PROMPT: Copy the stretch from the line containing "point: dark teal" through the end of the material, putting "ivory" in place of each "white" and leaving everything else unchanged.

STORED ROWS:
--*--

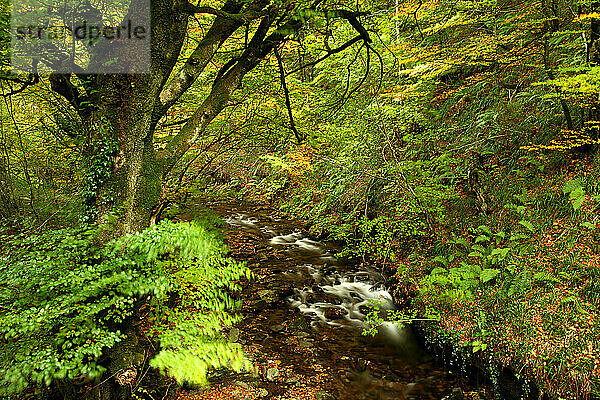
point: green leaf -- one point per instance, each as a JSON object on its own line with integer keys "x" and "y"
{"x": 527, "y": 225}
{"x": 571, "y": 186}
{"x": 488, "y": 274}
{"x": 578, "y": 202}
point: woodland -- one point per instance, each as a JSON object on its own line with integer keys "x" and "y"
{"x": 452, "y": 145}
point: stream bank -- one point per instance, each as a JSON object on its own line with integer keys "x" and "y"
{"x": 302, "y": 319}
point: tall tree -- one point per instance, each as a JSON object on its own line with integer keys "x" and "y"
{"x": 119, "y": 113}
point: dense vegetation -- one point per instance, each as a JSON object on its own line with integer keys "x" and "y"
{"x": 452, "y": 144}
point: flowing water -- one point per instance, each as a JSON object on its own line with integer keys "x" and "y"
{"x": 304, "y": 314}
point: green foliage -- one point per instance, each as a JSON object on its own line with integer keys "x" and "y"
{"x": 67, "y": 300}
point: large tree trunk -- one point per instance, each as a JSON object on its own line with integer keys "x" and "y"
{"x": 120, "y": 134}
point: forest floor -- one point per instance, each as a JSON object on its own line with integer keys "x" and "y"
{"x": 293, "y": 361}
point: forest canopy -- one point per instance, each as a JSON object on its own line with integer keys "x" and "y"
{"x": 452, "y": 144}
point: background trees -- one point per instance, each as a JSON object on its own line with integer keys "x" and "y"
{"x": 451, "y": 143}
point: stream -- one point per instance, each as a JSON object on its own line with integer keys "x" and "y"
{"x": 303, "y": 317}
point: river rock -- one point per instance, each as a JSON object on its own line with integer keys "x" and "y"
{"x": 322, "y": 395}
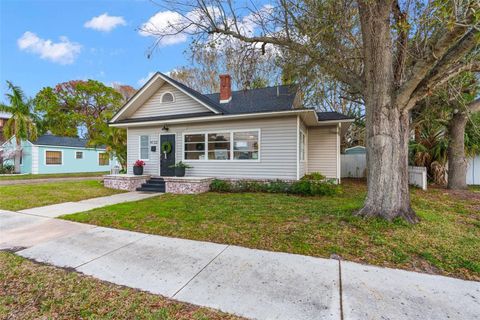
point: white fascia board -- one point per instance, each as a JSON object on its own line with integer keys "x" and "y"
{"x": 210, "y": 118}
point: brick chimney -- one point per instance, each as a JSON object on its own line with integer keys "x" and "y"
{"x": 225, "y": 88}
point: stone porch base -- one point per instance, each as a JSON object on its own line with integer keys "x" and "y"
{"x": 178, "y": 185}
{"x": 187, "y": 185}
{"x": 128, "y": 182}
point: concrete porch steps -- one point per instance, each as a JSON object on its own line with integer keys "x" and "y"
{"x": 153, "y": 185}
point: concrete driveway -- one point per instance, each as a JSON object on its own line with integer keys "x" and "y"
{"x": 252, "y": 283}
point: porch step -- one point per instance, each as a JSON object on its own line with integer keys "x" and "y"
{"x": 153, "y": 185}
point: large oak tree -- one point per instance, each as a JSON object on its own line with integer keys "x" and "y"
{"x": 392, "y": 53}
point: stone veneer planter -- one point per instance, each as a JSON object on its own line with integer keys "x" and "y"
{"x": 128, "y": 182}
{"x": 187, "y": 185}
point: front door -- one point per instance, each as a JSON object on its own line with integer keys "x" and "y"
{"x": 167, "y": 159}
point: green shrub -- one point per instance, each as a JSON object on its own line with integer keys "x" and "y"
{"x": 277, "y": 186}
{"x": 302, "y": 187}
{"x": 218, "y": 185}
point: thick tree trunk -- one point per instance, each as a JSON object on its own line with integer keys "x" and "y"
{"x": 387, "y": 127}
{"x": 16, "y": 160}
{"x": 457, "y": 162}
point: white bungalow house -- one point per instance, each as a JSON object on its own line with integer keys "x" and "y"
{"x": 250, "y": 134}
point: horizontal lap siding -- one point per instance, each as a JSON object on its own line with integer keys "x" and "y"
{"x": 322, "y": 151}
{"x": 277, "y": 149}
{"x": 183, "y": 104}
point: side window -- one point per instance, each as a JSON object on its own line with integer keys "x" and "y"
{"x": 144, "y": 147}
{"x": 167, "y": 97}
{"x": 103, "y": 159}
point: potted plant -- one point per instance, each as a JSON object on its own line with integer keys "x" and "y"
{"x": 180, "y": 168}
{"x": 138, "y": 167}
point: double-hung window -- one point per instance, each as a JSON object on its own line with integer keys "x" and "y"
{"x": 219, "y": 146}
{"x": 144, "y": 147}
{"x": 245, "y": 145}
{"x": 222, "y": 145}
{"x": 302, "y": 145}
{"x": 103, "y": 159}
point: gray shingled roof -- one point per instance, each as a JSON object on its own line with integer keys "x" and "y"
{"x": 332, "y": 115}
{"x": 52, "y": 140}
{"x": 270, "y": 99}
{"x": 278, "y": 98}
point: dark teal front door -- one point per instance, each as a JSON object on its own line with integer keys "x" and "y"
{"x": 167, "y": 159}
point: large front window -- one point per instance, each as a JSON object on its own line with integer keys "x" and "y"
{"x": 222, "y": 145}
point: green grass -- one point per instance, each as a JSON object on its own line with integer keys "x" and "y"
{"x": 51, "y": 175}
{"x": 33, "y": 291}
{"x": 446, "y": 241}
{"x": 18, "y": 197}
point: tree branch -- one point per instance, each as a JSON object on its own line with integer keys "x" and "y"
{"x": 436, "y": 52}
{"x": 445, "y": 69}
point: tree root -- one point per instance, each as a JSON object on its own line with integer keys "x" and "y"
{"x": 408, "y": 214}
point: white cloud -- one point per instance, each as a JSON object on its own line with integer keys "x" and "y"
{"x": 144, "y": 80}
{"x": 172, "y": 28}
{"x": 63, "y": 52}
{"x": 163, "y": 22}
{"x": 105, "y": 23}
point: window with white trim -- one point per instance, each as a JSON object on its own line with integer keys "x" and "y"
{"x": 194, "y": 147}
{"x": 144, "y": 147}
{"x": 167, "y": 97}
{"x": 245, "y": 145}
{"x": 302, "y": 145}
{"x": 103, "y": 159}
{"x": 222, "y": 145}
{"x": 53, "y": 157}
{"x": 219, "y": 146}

--*--

COMPLETED EXERCISE:
point: dark teal front door -- one point per instance, each as a JSON object on its own line with integer keys "x" and "y"
{"x": 167, "y": 159}
point: large front window -- one point per instance, each as a JSON object on its own line with integer keys "x" and "y"
{"x": 222, "y": 145}
point: green grass -- one point per instance, each as a JSON object on its own line with integer keys "x" and "y"
{"x": 51, "y": 175}
{"x": 33, "y": 291}
{"x": 446, "y": 241}
{"x": 18, "y": 197}
point: tree branch -- one point per instance, each as a JSON object on its own line with integer keys "x" and "y"
{"x": 436, "y": 52}
{"x": 445, "y": 69}
point: tree root -- one point per instance, each as a JSON object on its own line with integer keys "x" and "y"
{"x": 408, "y": 214}
point: ivory cloud -- one point per instance, each as a JSON object on its own line with integer keys "x" and "y"
{"x": 144, "y": 80}
{"x": 172, "y": 28}
{"x": 63, "y": 52}
{"x": 163, "y": 22}
{"x": 105, "y": 23}
point: window with ivory trim -- one point per instance, each as a JSON object on its own line with integer keys "x" and "y"
{"x": 194, "y": 147}
{"x": 144, "y": 147}
{"x": 167, "y": 97}
{"x": 245, "y": 145}
{"x": 302, "y": 145}
{"x": 103, "y": 159}
{"x": 222, "y": 145}
{"x": 53, "y": 157}
{"x": 219, "y": 146}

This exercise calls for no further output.